## Instructions for the task
Reproduce every entry exactly and leave its pictures out.

## Materials provided
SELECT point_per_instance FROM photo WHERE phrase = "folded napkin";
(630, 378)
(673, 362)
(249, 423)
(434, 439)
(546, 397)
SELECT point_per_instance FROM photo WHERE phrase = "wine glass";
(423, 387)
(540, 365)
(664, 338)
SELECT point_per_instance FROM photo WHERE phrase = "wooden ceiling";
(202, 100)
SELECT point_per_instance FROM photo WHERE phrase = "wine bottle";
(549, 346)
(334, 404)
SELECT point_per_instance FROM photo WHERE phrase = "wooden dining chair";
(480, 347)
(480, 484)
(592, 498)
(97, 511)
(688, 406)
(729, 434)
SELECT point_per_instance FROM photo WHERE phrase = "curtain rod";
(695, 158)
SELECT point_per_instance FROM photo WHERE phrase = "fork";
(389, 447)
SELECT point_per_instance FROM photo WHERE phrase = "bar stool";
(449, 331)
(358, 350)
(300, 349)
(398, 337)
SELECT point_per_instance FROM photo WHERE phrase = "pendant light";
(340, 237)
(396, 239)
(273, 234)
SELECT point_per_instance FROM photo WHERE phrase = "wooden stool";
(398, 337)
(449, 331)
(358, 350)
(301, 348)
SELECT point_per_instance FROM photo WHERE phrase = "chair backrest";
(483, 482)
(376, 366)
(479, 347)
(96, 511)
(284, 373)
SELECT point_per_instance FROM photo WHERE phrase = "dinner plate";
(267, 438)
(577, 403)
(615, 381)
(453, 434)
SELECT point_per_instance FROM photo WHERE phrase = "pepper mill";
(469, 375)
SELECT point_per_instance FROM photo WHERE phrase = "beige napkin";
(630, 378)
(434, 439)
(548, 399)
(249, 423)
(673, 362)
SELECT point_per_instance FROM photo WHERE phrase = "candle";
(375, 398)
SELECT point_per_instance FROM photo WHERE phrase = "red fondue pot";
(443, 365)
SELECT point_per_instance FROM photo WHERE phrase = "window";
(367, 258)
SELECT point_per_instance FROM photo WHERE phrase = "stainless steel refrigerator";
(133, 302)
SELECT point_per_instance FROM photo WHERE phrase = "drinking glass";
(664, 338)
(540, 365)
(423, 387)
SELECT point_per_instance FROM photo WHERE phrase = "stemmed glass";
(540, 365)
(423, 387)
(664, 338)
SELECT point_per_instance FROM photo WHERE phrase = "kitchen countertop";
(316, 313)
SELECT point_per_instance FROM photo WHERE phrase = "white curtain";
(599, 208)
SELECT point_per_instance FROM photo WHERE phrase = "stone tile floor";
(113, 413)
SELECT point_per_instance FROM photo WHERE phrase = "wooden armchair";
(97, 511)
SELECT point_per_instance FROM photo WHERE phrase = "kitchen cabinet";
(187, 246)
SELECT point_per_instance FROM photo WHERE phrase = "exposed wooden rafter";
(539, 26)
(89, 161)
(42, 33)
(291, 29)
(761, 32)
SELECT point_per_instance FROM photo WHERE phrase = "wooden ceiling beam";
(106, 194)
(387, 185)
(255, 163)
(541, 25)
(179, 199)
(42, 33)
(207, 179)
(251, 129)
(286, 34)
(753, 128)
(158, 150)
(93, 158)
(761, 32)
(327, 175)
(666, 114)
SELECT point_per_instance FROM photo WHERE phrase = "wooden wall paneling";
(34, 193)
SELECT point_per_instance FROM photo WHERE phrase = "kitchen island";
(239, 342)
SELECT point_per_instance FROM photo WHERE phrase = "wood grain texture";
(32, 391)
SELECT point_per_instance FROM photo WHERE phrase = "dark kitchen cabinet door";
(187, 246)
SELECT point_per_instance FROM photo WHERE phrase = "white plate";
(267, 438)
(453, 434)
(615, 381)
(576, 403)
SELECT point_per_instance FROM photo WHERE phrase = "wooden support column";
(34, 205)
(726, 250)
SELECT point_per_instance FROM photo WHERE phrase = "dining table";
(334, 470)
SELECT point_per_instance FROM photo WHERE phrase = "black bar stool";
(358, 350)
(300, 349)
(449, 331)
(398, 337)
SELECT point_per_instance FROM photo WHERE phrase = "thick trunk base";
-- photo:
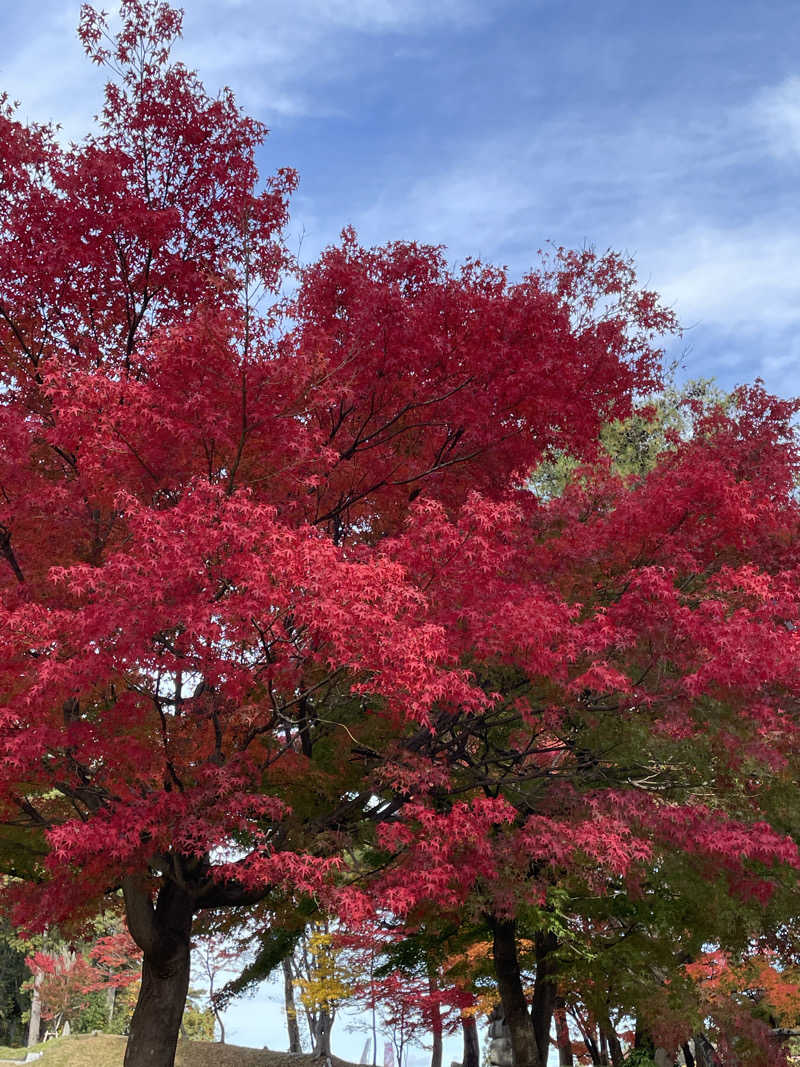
(524, 1047)
(164, 935)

## The result
SELECT point_per_instance FROM photo WHERE phrase = "folded napkin";
(630, 378)
(673, 362)
(249, 423)
(434, 439)
(546, 397)
SELECT point_per_instance FROM photo WHERE phrase = "wine glass";
(423, 387)
(540, 365)
(664, 338)
SELECT point_per_instance FROM photo WHERE phrase = "wooden ceiling";
(202, 100)
SELECT point_per_instance FROM photo WHERE phrase = "wine bottle";
(549, 346)
(334, 404)
SELECT point_per_instance FROM photo WHERE phrase = "wooden dining chair";
(480, 347)
(480, 484)
(592, 498)
(97, 511)
(688, 406)
(729, 434)
SELECT point_per_instance FROM photo WHERE phrase = "curtain rod";
(695, 158)
SELECT point_per_instance FROM photo WHERE phrase = "fork";
(389, 447)
SELECT point_per_instance FROM photo WHERE phrase = "bar stool";
(449, 331)
(358, 350)
(300, 349)
(398, 337)
SELECT point_per_instance FROM photo WHERE phrase = "pendant light";
(340, 237)
(396, 239)
(273, 234)
SELECT point_per_instance FROM photo WHERE phrase = "wooden stool";
(398, 337)
(449, 331)
(358, 350)
(301, 348)
SELECT point_per_instance FROM photo WHERE phrase = "chair backrest";
(483, 482)
(376, 366)
(479, 347)
(96, 511)
(284, 373)
SELECT point_per_instance FROM photo WHERE phrase = "dinner plate";
(267, 438)
(577, 403)
(615, 381)
(453, 434)
SELECT point_per_instance FROM photo WHERE phrase = "pepper mill";
(469, 375)
SELECT point_per_instance FROM photo WHERE phrase = "beige napkin";
(630, 378)
(434, 439)
(548, 399)
(249, 423)
(673, 362)
SELECT point_per_instance FROM photo WHERE phrase = "candle";
(375, 398)
SELECT point_per_instance FROM photo WHERE phrase = "red fondue pot";
(443, 365)
SELECT point_per_instance FROM photo WHERE phrase = "window";
(367, 258)
SELECT point_per_instance FROM photo WHERE phrase = "stainless steel refrigerator";
(133, 302)
SELECT point_per_instance FROM photo WHERE phrase = "drinking glass";
(664, 338)
(540, 365)
(423, 387)
SELECT point_per_instance FROM photo WHERE phrase = "stemmed glass";
(540, 365)
(423, 387)
(664, 338)
SELECT point_per_instance FROM photo WHERE phrase = "kitchen countertop";
(316, 313)
SELECT point_per_instance FROM photo WHERE phrase = "white curtain";
(599, 208)
SELECT point_per_instance FROM photo WHERE phrase = "stone tile floor";
(113, 413)
SELECT point_per_instance FROM photo WHERE phrase = "wooden armchair";
(97, 511)
SELECT point_per_instance FROM photo WHERE phrase = "kitchen cabinet";
(187, 246)
SELECT point_per_instance FROM photo WHERE phrase = "exposed wooden rafter";
(539, 26)
(89, 161)
(42, 33)
(291, 29)
(761, 32)
SELECT point_per_instance FROM photo WHERE phrase = "wooden ceiling beam";
(106, 194)
(387, 185)
(255, 163)
(541, 25)
(179, 199)
(42, 33)
(207, 179)
(251, 129)
(286, 34)
(753, 128)
(158, 150)
(93, 158)
(761, 32)
(327, 175)
(666, 114)
SELECT point_per_instance FROM photo WHERE phrase = "wooden wall paneling";
(34, 193)
SELECT point_per_instance FROM photo WHERE phrase = "kitchen island";
(239, 342)
SELECT point_per_instance FROM photo WHERE phrase = "wood grain texture";
(32, 391)
SELECT point_per_instance FROM photo WHERE phrase = "dark kitchen cabinet door";
(187, 246)
SELECT point_per_instance FROM photo WHERE phrase = "white plate";
(267, 438)
(453, 434)
(615, 381)
(576, 403)
SELECT point_per_instance FROM photo WHERE phrase = "wooden support column";
(34, 205)
(726, 250)
SELECT point_per_instance FROM photo WHERE phrase = "dining table";
(334, 470)
SELECT point_per_instance FROM photo WHERE phrase = "black bar stool";
(358, 350)
(300, 349)
(449, 331)
(398, 337)
SELECT point_per_instance FROM photo WHERE phrase = "thick trunk base";
-- photo:
(524, 1047)
(164, 935)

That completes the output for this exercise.